Written problem => Could you rewrite the rows from the start through the line containing "[(229, 235), (465, 216), (621, 253), (356, 245), (578, 197)]", both ends included, with the requests kept and every answer coordinate rescaled by 1.1 and rounded to a whole number, halves up? Leave the numbers in the requests and their format samples unchanged.

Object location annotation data
-------------------------
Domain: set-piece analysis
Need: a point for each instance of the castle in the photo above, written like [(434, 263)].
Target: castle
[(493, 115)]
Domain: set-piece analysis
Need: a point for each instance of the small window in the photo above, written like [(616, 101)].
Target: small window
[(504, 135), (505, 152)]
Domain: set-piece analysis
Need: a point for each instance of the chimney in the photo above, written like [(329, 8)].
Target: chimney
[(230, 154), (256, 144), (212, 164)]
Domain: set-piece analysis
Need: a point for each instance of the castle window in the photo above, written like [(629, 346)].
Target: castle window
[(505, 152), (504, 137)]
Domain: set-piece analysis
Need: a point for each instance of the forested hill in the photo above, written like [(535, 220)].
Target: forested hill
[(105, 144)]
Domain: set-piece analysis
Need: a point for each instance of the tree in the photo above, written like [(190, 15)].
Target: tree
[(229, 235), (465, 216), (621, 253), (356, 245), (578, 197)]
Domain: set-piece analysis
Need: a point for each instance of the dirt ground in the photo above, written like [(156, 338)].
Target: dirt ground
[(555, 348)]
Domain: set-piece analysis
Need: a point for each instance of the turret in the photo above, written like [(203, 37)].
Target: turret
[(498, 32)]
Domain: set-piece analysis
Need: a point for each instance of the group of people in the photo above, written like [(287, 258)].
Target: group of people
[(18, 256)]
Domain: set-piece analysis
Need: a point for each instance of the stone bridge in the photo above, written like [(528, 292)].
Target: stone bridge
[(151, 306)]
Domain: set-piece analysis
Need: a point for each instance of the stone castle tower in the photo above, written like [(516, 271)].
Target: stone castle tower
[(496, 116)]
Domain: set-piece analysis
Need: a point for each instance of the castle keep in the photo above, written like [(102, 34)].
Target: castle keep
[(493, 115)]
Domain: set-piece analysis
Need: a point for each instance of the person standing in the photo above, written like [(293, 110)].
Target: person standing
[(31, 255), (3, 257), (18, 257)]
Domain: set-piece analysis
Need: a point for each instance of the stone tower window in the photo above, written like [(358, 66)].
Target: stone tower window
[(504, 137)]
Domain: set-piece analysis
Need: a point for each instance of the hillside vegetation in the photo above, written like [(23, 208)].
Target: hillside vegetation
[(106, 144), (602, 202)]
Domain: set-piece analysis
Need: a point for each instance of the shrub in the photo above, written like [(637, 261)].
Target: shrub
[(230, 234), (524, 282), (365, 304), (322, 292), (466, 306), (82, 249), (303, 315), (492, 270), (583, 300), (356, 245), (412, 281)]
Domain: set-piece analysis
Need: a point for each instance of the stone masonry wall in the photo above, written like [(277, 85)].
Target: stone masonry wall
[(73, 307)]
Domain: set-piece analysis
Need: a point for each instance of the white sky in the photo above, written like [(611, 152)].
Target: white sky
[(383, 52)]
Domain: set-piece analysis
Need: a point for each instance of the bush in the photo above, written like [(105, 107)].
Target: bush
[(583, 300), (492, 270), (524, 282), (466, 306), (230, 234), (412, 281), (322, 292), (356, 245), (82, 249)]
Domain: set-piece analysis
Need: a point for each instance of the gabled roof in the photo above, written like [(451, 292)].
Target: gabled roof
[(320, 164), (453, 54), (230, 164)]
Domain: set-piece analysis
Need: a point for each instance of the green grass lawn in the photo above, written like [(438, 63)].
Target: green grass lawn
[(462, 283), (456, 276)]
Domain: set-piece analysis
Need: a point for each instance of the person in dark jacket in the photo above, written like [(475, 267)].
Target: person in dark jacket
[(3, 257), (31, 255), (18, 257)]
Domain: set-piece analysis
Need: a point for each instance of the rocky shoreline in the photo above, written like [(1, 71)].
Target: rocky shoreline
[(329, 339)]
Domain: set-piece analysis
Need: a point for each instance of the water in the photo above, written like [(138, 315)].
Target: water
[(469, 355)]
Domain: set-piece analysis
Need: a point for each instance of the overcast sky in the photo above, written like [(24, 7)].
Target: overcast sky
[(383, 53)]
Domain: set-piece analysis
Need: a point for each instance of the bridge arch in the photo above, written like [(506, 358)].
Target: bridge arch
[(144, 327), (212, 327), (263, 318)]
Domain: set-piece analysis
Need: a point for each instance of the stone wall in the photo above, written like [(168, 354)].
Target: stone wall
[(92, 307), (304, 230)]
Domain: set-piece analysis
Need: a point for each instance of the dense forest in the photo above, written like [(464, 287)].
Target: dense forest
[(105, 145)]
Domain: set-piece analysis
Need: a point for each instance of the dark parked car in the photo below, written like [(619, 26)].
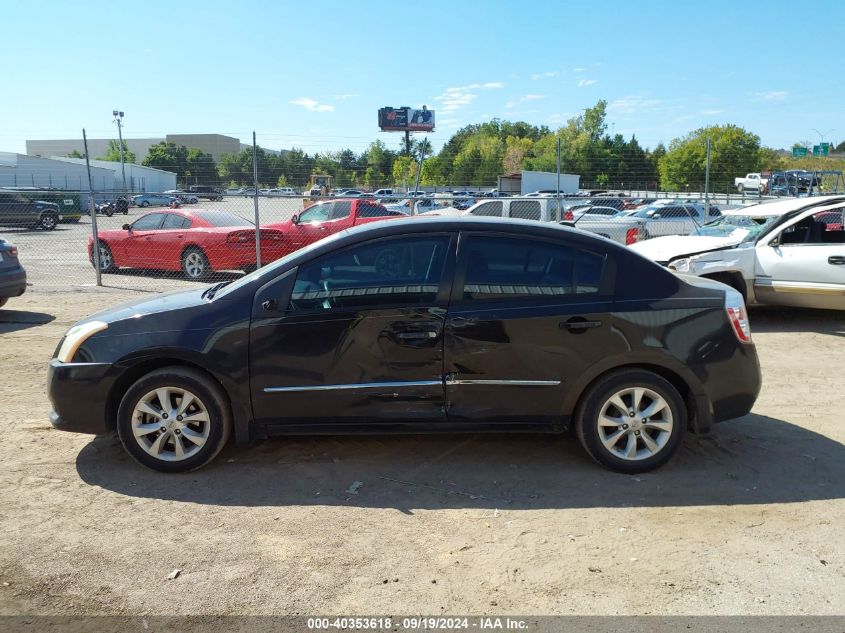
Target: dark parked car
[(205, 191), (16, 209), (12, 274), (436, 324)]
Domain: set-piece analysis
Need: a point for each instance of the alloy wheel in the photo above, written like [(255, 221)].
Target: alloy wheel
[(635, 423), (171, 424)]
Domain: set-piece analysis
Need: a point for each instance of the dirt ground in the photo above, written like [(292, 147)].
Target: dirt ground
[(745, 521)]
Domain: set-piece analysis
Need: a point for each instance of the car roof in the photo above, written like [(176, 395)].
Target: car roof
[(780, 207)]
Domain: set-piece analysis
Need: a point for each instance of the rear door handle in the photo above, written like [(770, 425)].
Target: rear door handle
[(577, 324), (417, 336)]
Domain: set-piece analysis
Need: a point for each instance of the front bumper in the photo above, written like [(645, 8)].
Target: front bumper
[(78, 393), (12, 282)]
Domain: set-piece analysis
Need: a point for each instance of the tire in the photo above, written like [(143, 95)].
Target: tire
[(199, 440), (107, 264), (195, 264), (663, 432), (48, 221)]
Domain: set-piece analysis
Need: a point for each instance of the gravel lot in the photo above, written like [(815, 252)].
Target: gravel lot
[(746, 521)]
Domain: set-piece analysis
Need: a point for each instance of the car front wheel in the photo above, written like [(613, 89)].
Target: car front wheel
[(195, 264), (631, 421), (48, 221), (174, 419)]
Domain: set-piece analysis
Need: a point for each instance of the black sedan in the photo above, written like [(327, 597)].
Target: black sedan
[(12, 274), (418, 325)]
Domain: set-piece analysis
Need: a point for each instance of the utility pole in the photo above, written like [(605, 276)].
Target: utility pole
[(558, 212), (707, 184), (118, 118), (95, 244), (255, 198)]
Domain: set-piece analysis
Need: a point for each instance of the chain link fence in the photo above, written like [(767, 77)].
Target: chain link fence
[(148, 243)]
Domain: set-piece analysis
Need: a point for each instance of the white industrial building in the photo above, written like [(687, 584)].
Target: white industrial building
[(19, 170), (138, 177), (530, 181), (70, 174)]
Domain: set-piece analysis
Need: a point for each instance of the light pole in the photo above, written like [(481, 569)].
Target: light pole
[(821, 136), (118, 118)]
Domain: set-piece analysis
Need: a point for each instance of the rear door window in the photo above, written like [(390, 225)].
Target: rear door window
[(510, 268), (525, 209), (149, 222), (489, 209)]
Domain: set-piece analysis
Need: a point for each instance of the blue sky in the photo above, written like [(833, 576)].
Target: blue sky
[(313, 74)]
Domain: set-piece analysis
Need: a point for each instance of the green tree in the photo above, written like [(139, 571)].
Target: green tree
[(113, 153), (733, 151), (404, 171)]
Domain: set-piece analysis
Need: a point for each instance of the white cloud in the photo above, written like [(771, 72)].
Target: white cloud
[(630, 104), (314, 106), (459, 97), (771, 95)]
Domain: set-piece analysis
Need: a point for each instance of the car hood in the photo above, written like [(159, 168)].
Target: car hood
[(664, 249), (148, 306)]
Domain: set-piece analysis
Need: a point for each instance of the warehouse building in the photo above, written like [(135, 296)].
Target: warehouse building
[(19, 170), (214, 144), (138, 177), (70, 174)]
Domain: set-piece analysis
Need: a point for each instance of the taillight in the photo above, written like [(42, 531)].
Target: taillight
[(735, 308), (240, 237)]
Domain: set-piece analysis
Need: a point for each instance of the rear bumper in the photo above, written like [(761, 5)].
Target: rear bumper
[(78, 393), (12, 282), (735, 385)]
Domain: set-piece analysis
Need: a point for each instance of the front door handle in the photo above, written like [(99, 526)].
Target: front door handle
[(417, 336), (579, 324)]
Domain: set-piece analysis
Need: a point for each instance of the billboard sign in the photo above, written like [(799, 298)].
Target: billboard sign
[(406, 119)]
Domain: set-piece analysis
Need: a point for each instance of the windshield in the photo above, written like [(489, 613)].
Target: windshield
[(744, 227)]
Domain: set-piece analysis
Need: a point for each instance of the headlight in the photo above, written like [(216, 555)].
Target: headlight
[(76, 336), (681, 265)]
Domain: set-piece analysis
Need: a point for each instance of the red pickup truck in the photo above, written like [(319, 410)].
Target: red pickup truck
[(327, 218)]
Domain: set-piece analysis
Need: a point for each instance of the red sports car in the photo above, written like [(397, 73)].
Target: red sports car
[(196, 242)]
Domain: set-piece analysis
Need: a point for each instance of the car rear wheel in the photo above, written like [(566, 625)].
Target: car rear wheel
[(174, 419), (631, 421), (48, 221), (195, 264), (107, 264)]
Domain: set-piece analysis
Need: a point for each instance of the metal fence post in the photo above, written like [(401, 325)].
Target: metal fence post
[(255, 179), (95, 246)]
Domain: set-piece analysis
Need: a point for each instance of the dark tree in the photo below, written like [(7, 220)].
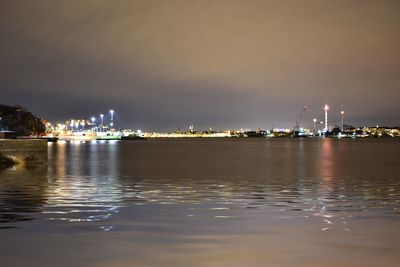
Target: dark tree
[(18, 119)]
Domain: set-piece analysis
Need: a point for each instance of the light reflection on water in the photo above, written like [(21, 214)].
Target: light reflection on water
[(173, 185)]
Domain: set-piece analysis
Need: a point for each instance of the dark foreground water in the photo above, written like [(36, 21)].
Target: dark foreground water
[(205, 202)]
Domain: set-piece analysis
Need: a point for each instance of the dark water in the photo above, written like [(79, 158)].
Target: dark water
[(205, 202)]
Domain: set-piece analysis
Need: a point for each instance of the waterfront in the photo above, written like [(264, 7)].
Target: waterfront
[(205, 202)]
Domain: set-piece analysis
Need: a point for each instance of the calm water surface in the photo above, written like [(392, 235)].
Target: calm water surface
[(205, 202)]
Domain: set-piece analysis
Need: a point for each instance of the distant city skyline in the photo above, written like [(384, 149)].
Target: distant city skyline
[(163, 65)]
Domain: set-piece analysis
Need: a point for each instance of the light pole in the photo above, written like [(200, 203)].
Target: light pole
[(315, 126), (112, 118), (102, 120), (93, 121), (326, 108)]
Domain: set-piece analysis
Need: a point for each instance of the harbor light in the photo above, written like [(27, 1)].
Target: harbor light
[(102, 119), (112, 117), (326, 108), (315, 125), (342, 114)]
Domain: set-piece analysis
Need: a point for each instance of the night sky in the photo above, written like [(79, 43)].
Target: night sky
[(222, 64)]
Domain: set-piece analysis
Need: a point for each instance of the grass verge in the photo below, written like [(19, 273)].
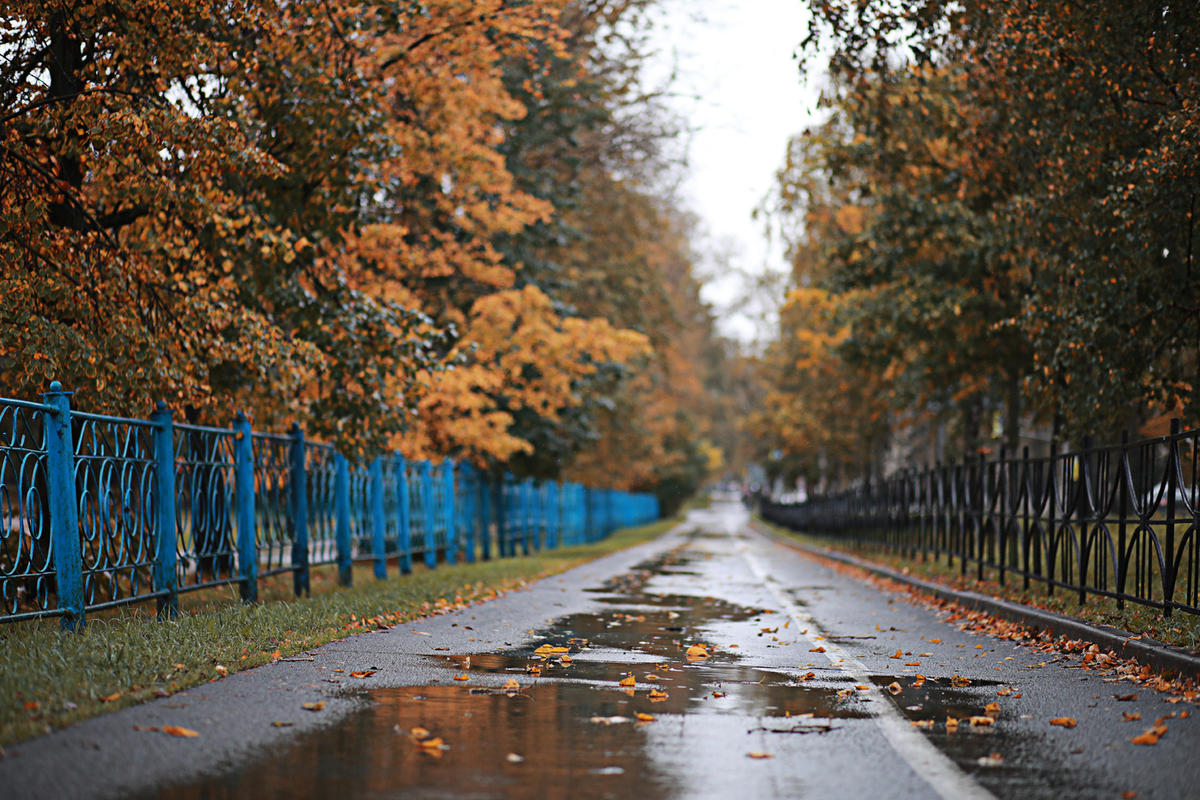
-------------------------
Response to the exercise =>
Domain: set-piece analysis
Need: a point for each instance of the castle in the photo above, written like [(434, 263)].
Target: castle
[(542, 127)]
Domain: set-piece analysis
Need: a point for each instance of the small window in the photo above, written like [(616, 101)].
Target: small window
[(554, 149), (556, 167)]
Domain: set-piece analysis
Need: a point for each instance of the chimney in the photo above, written like [(329, 8)].
Target: chimney
[(253, 169), (282, 158), (233, 180)]
Domain: set-piece analysis
Need: a point for each instance of the castle window in the photo above, written like [(629, 346)].
Target: castle window
[(556, 167), (554, 151)]
Domain: set-piece analysis
Need: a point for each instance of the forested hill in the photo above, written like [(535, 220)].
Target: forested hill
[(116, 158)]
Domain: set-piece analysis
Need: a point for each instance of the tree in the photo above, written like [(190, 15)].
Target: tree
[(252, 259), (512, 238), (683, 278), (392, 270), (636, 217)]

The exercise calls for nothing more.